[start]

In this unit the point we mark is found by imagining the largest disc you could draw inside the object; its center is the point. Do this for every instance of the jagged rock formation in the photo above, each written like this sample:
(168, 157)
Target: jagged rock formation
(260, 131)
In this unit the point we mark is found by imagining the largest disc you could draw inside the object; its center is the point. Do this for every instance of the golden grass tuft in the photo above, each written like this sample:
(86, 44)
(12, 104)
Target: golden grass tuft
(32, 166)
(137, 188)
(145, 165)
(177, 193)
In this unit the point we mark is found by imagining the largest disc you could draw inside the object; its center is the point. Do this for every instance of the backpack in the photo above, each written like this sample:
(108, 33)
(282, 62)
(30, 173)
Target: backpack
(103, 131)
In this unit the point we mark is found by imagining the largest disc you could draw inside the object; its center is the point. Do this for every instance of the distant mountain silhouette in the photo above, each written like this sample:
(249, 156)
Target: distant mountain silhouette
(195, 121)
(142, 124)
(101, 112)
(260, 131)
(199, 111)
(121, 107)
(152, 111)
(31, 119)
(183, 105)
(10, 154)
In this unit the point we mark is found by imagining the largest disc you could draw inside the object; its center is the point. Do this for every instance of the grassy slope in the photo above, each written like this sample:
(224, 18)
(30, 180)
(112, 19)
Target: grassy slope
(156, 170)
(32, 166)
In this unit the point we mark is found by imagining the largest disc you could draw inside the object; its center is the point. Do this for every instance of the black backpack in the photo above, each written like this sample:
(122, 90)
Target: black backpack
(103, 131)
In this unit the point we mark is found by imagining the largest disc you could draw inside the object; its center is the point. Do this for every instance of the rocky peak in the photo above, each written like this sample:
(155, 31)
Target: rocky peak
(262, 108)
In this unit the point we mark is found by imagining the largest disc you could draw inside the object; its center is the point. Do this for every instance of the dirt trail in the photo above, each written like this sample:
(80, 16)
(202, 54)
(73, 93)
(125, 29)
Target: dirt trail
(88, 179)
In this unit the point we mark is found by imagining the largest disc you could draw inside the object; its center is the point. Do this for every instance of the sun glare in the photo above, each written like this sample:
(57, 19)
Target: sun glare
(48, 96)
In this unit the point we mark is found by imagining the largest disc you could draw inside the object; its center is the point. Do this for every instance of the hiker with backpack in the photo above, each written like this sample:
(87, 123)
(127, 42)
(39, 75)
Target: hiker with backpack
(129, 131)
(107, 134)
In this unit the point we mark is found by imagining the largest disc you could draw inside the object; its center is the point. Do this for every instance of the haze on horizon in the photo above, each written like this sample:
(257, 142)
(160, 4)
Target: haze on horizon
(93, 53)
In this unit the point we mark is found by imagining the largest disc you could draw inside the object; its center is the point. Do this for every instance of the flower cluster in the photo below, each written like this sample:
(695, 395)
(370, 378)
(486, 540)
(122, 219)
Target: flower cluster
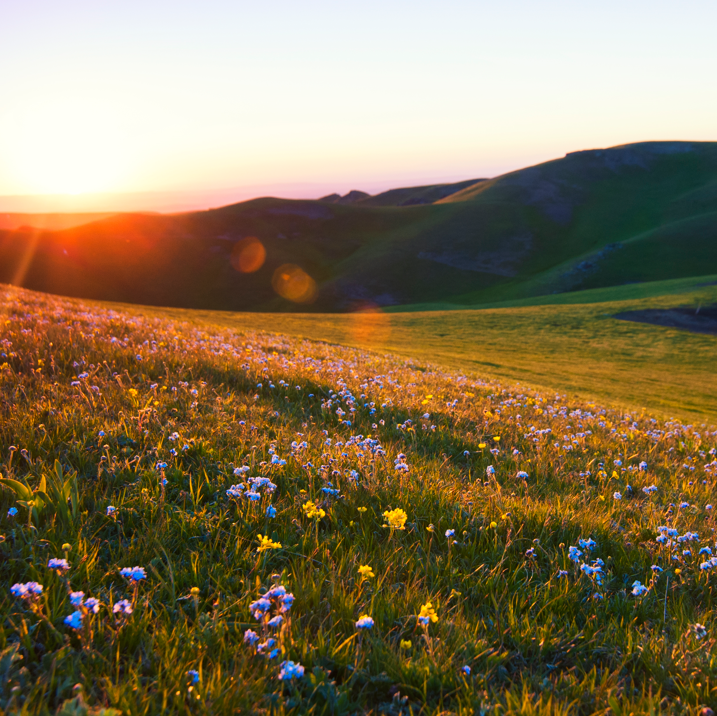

[end]

- _Work to be completed_: Retype the entire listing above line for line, without changing anything. Leave out the pictures.

- _Answer to this exercise_:
In this unit the point we mark is found by imagining the largest disc you could draw inside the object; its center is the point. Do this for every instance of the jagged rock formation in the photo above, each written like this sample:
(168, 157)
Target: jagged rock formation
(260, 131)
In this unit the point we mark is found by imagining the largest disc you could draw inside the object; its center is the point. Do this for every instance of the golden grass tuft in the photo above, each written like this sample:
(86, 44)
(12, 104)
Target: golden grass tuft
(32, 166)
(137, 188)
(145, 165)
(177, 193)
In this unit the point we mark is found by imagining the largest disc you could draw inside the object; its center is the point. Do this for every instance of the backpack in the photo above, each written like this sample:
(108, 33)
(282, 62)
(30, 173)
Target: backpack
(103, 131)
In this unit the point we mark is found by imagining the largest disc you could draw inside the object; its center is the point. Do this for every instance of the distant mountain silhouette in the photo above, each written like this sample:
(249, 156)
Target: distant mountain silhouette
(195, 121)
(142, 124)
(101, 112)
(260, 131)
(199, 111)
(121, 107)
(152, 111)
(31, 119)
(183, 105)
(10, 154)
In this unit the point we mark is found by imagining the largest disc you could draw inside the object; its center is the point. Do this for every instance of the grassy slope in the photo above, each written like this sample:
(224, 18)
(30, 180)
(112, 19)
Target: grassy slope
(156, 170)
(32, 166)
In this unit the point we mark is found by imagining the largest disc you could draw inside the object; its center is the point. Do this for every instance of the black backpack in the photo above, each written like this sample:
(122, 90)
Target: black backpack
(103, 131)
In this unit the point we mark is found by imagining the largest disc you could draw inside the object; its center is the point. Do this for every instance of the rocky peak in the photo above, each written like this sample:
(155, 31)
Target: rocky peak
(262, 108)
In this unit the point we mark is found by imagining the largest disc you could draw inside the object; its center is the point. Do this for every instance of the dirt trail in the photo above, each written like this sample:
(80, 16)
(202, 54)
(73, 93)
(125, 29)
Target: dirt trail
(88, 179)
In this unit the point we mark is found by imagining the largest disc you could draw inside the object; its center is the point. Do this for every instance of the sun glare in the photo above, each written like this sample:
(57, 19)
Target: sun glare
(48, 96)
In this unit the point we mark is found by imagining the largest disc you could draw inside the object; its center is the point. Do this for every instance of the hiker with backpack in the photo above, each written like this sample:
(87, 123)
(127, 42)
(39, 75)
Target: hiker with backpack
(129, 131)
(107, 134)
In this unit the point we mark is found by imagining the largest disc you could draw inside the object; its center is the point. Do this for every instance of the haze on horizon in the photo above, each written like this sample:
(257, 142)
(160, 4)
Target: haze on horizon
(93, 53)
In this unit the point we mark is found by imagining the largest disc you could draw inside the object; its center is the point. Do this for every instance of the flower cluster in the photo below, each written like this sample:
(695, 395)
(370, 378)
(486, 540)
(122, 219)
Target: flower cluster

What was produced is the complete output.